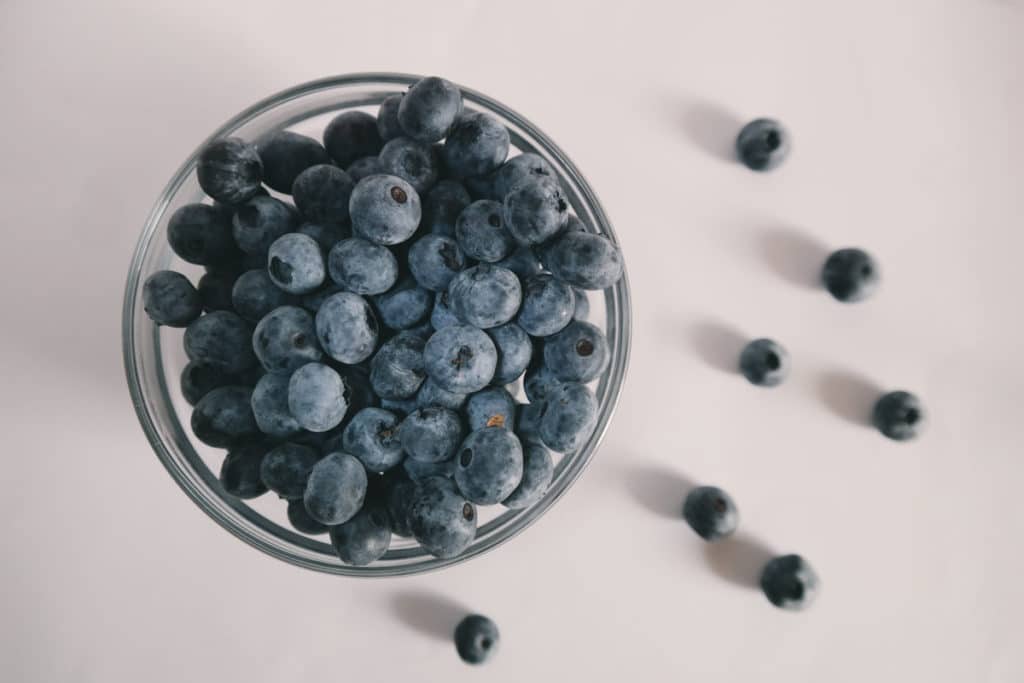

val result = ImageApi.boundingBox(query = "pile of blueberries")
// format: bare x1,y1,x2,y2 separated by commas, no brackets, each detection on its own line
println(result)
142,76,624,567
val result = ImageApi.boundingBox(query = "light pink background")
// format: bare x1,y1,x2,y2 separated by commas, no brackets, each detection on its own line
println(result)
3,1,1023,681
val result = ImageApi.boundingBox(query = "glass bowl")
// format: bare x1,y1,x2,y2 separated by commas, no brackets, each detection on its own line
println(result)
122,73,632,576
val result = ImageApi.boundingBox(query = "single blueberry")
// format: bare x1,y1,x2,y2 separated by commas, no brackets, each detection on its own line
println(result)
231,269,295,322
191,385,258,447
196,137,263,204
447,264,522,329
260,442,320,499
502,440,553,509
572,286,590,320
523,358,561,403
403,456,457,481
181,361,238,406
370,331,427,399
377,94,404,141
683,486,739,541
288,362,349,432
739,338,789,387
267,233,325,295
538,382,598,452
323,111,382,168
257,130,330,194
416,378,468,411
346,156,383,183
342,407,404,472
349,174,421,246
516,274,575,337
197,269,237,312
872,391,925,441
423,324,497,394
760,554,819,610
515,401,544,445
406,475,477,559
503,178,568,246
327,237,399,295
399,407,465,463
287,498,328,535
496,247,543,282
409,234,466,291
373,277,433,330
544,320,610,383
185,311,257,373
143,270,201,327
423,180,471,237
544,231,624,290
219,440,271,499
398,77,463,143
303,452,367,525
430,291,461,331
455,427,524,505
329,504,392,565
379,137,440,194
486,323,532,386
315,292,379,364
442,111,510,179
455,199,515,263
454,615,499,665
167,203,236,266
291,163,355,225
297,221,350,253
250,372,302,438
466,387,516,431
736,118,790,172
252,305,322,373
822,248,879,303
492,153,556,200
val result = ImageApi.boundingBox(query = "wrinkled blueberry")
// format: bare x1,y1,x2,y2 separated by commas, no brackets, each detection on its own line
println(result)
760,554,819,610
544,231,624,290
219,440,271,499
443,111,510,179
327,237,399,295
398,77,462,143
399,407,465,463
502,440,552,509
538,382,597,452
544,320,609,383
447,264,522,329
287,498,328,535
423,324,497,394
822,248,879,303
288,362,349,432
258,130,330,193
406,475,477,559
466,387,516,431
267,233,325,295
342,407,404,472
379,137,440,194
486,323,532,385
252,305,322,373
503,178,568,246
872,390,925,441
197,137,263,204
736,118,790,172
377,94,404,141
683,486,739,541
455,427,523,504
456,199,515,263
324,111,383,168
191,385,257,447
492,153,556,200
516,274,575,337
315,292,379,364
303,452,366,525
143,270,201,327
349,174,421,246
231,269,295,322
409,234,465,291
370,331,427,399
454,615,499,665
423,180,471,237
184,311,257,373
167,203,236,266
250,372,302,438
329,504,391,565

* **WHAT YOU SHOULD DO**: Each record above should be retyped exactly, with no pictures carried over.

* **SOLUTION TO THE PROBLEM**:
val result = ImageApi.boundingBox(query = "pile of blueberries")
// format: bare x1,y1,x2,y2 separated by commas, no brackets, each detection on its own line
println(result)
142,76,624,567
val result = ImageApi.boundingBox(query = "light pink background")
// format: bare x1,y1,x2,y2 separated by commas, no brackets, each detection on its own line
println(result)
3,1,1023,681
val result = ImageApi.boundingBox(query = "glass bowl")
// format: bare x1,y1,x2,y2 separated by commas, no brackets, each detection on its own line
println(result)
122,73,632,576
val result = ImageApi.boundingBox(query = "single blueberry")
// format: bare x1,y1,x2,y2 separated by commas, no brackets, each detection on its own line
println(result)
231,269,295,322
191,385,258,447
196,137,263,204
447,264,522,329
260,442,320,499
502,440,553,509
572,286,590,320
523,358,561,403
403,456,457,481
181,361,238,406
370,331,427,399
377,94,404,141
683,486,739,541
288,362,349,432
739,338,789,387
267,233,325,295
538,382,598,452
323,111,382,168
257,130,330,194
416,378,468,411
346,156,383,183
342,407,404,472
349,174,421,246
516,274,575,337
197,269,237,312
872,391,925,441
423,324,497,394
760,554,819,610
515,401,544,445
406,475,477,559
503,178,568,246
327,237,399,295
399,407,465,463
287,498,328,535
496,247,543,282
409,234,466,291
373,277,433,330
544,320,610,383
185,311,257,373
143,270,201,327
423,180,471,237
544,231,624,290
219,440,271,499
398,77,463,143
303,452,367,525
430,291,461,331
455,427,524,505
329,504,392,565
379,137,440,194
486,323,532,386
315,292,379,364
442,111,510,179
455,199,515,263
454,615,499,665
167,203,236,266
291,163,355,225
297,221,350,253
250,372,302,438
466,387,516,431
736,118,790,172
252,305,322,373
822,248,879,303
492,153,556,200
val result = ImageApi.boundingBox(query = "wrinkled blueberry")
// format: bare x1,y1,x2,y2 separated by commas, no brackets, each detection on its own line
println(result)
760,554,819,610
544,231,624,290
219,440,271,499
443,111,510,179
327,237,399,295
398,77,462,143
399,407,465,463
502,440,552,509
538,382,597,452
544,320,609,383
447,264,522,329
287,498,328,535
423,324,497,394
822,248,879,303
288,362,349,432
258,130,330,193
406,475,477,559
466,387,516,431
267,233,325,295
342,407,404,472
379,137,440,194
486,323,532,385
252,305,322,373
503,178,568,246
872,390,925,441
197,137,263,204
736,118,790,172
377,94,404,141
683,486,739,541
455,427,523,504
456,199,515,263
324,111,383,168
191,385,257,447
492,153,556,200
516,274,575,337
315,292,379,364
303,452,366,525
143,270,201,327
349,174,421,246
231,269,295,322
409,234,465,291
370,331,427,399
454,615,499,665
423,180,471,237
184,311,257,373
167,203,236,266
250,372,302,438
329,504,391,565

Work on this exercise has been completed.